[EXCERPTED DATA]:
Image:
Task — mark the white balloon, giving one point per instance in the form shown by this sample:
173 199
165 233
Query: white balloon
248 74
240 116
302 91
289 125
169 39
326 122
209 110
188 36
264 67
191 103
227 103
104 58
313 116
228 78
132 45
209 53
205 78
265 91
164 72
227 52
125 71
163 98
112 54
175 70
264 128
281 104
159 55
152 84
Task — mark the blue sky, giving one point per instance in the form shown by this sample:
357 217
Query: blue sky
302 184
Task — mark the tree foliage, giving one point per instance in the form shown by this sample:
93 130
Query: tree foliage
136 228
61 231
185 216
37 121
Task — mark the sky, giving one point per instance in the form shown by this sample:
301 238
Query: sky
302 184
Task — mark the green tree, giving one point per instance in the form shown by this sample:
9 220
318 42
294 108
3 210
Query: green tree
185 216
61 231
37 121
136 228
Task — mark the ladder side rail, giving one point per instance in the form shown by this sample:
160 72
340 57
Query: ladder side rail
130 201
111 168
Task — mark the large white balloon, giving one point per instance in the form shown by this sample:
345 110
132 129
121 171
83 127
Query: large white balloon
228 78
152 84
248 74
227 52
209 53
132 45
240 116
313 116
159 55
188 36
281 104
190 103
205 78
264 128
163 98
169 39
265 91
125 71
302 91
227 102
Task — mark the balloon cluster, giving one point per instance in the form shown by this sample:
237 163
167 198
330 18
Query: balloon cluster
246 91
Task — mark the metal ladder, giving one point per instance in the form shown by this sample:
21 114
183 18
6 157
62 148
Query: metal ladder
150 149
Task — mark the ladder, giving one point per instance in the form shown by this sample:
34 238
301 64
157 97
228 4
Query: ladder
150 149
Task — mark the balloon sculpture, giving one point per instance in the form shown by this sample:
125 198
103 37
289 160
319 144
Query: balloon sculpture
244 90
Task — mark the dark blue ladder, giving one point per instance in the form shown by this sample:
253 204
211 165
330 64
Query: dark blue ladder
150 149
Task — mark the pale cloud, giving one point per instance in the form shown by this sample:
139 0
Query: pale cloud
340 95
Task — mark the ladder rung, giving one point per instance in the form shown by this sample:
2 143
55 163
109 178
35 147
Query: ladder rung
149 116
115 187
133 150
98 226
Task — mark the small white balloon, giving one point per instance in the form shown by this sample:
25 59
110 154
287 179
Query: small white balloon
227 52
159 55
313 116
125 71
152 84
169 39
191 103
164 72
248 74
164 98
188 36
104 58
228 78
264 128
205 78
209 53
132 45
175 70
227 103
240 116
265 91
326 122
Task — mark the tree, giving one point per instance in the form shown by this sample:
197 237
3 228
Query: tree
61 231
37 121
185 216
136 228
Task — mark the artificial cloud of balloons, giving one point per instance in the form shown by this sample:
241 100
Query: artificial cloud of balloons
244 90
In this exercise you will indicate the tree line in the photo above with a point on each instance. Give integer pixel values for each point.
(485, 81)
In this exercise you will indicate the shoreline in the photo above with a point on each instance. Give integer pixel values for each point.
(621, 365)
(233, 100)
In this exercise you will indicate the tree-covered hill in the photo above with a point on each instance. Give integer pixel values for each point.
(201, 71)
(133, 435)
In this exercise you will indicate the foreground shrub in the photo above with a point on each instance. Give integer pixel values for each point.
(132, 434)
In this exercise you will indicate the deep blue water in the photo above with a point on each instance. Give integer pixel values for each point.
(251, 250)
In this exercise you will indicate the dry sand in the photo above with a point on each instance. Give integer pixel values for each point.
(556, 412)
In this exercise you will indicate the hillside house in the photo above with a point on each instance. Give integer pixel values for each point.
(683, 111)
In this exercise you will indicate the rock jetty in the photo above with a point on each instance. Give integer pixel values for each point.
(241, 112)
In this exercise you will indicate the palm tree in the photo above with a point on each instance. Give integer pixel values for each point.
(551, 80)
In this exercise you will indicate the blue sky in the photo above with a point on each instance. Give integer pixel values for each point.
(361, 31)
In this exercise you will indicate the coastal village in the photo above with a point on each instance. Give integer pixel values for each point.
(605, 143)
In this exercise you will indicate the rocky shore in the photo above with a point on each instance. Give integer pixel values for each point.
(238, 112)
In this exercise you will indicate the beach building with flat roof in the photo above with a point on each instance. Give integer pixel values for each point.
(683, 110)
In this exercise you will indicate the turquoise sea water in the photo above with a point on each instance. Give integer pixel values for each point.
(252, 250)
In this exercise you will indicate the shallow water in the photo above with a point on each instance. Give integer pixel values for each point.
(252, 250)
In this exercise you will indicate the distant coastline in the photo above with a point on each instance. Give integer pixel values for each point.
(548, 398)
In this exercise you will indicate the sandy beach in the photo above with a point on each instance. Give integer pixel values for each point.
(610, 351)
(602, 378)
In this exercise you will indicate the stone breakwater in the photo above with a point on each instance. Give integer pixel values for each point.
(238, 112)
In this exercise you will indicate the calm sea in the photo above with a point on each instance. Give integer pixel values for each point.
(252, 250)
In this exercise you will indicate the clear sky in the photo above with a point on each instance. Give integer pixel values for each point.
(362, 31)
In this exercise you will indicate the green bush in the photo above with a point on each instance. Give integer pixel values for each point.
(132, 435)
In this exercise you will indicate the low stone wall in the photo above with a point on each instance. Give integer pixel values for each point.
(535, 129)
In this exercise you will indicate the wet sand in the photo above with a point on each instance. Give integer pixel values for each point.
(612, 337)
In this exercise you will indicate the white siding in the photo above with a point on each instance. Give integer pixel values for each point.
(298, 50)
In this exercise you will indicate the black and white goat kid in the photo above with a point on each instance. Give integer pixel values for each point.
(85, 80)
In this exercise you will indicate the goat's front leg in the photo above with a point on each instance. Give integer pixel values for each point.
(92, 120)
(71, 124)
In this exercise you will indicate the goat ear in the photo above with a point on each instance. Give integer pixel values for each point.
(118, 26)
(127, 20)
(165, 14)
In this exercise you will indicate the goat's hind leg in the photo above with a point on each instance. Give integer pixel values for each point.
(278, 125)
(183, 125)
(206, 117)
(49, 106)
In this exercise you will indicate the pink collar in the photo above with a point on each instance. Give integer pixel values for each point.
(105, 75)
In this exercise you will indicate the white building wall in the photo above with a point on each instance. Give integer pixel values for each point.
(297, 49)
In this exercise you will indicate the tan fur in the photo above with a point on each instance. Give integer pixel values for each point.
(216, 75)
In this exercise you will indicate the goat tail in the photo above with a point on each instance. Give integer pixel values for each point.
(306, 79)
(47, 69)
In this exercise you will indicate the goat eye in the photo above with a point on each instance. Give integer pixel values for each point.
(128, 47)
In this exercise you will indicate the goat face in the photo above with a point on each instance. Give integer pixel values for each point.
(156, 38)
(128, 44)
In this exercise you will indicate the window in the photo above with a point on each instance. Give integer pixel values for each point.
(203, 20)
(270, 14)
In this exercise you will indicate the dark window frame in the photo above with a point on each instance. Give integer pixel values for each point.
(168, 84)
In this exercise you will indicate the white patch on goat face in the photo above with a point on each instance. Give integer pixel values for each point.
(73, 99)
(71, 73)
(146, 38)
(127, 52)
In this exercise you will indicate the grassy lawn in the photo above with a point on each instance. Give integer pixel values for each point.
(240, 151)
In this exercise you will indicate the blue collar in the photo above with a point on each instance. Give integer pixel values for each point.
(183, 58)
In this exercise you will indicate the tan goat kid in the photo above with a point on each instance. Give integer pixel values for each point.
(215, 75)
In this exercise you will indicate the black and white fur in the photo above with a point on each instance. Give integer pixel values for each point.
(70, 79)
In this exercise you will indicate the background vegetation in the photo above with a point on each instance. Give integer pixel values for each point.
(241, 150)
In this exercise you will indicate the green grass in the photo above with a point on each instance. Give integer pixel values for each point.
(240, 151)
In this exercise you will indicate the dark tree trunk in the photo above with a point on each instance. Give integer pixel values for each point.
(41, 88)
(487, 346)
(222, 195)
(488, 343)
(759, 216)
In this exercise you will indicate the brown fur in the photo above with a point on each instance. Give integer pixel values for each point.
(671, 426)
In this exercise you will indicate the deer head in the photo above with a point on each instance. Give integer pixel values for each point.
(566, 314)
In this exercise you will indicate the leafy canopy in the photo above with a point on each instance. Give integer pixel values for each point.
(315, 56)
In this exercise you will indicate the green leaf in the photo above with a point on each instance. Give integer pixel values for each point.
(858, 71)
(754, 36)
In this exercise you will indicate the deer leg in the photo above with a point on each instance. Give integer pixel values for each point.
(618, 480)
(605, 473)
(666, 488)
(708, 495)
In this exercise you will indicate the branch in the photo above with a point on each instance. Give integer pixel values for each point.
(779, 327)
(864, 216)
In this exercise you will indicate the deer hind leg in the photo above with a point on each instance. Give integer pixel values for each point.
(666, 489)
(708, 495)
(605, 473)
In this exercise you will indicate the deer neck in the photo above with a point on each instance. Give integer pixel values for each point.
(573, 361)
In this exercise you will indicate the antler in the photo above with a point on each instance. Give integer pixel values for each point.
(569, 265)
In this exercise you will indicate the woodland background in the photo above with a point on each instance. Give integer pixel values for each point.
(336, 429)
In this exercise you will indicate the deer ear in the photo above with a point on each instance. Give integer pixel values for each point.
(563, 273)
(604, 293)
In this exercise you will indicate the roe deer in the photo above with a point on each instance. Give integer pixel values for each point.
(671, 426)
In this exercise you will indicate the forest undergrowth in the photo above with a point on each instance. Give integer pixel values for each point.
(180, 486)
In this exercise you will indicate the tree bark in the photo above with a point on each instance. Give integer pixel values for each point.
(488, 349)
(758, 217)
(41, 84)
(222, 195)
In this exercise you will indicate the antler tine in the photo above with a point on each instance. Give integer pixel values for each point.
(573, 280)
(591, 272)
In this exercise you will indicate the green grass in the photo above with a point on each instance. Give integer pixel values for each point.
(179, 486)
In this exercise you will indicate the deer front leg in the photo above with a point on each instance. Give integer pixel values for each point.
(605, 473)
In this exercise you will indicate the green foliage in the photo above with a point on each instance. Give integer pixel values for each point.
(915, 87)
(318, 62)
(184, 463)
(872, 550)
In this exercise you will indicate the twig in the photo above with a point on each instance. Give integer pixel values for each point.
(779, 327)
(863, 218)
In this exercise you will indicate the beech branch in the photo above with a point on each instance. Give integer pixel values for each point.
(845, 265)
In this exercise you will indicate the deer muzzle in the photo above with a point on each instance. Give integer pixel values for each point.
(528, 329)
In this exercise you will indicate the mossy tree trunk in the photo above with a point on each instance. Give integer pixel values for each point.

[INSTRUCTIONS TO FOLLOW]: From the line holding "In this exercise you will indicate the deer ear" to the last line of the records, quote each line exactly and add nothing.

[SOLUTION]:
In this exercise you will indicate the deer ear in the photo above with a point on each instance. Give integer pixel values for each point.
(563, 273)
(604, 293)
In this exercise you will indicate the roe deer in the photo above with a point on each instance. Give integer pixel values for each point.
(671, 426)
In this exercise you will indicate the forest undergrowth in the photo above with a point on each instance. Give integer pixel values for each point.
(180, 486)
In this exercise you will indicate the tree bark in the photo above with a point on each instance. Give integer pixel values for each point.
(488, 349)
(758, 217)
(41, 84)
(222, 195)
In this exercise you will indicate the antler tine in the photo above with a point on each instance. Give integer pixel values for each point.
(573, 280)
(591, 272)
In this exercise you will indicate the green grass in the photo above with a point on each instance. Give integer pixel values for each point.
(179, 486)
In this exercise you will indicate the deer front leg in the photo above with a point on each instance. Give integer pixel values for each point.
(605, 473)
In this exercise you will indicate the green foliage in the photo above with a point on each instance. Give integer pixel values for each point.
(915, 87)
(318, 62)
(184, 463)
(872, 550)
In this exercise you will indicate the twig in the photo above with a point on each instance. Give integer pixel values for each point.
(779, 327)
(863, 218)
In this exercise you will indicate the beech branch in the photo above with a point on each instance. Give integer pixel values for each point.
(845, 265)
In this exercise you will indicate the deer muzzle in the photo above with a point on each instance. Give integer pixel values for each point.
(528, 329)
In this exercise you will indicate the mossy tree trunk in the photo above with a point on each instance. Give integer pixel values for each point.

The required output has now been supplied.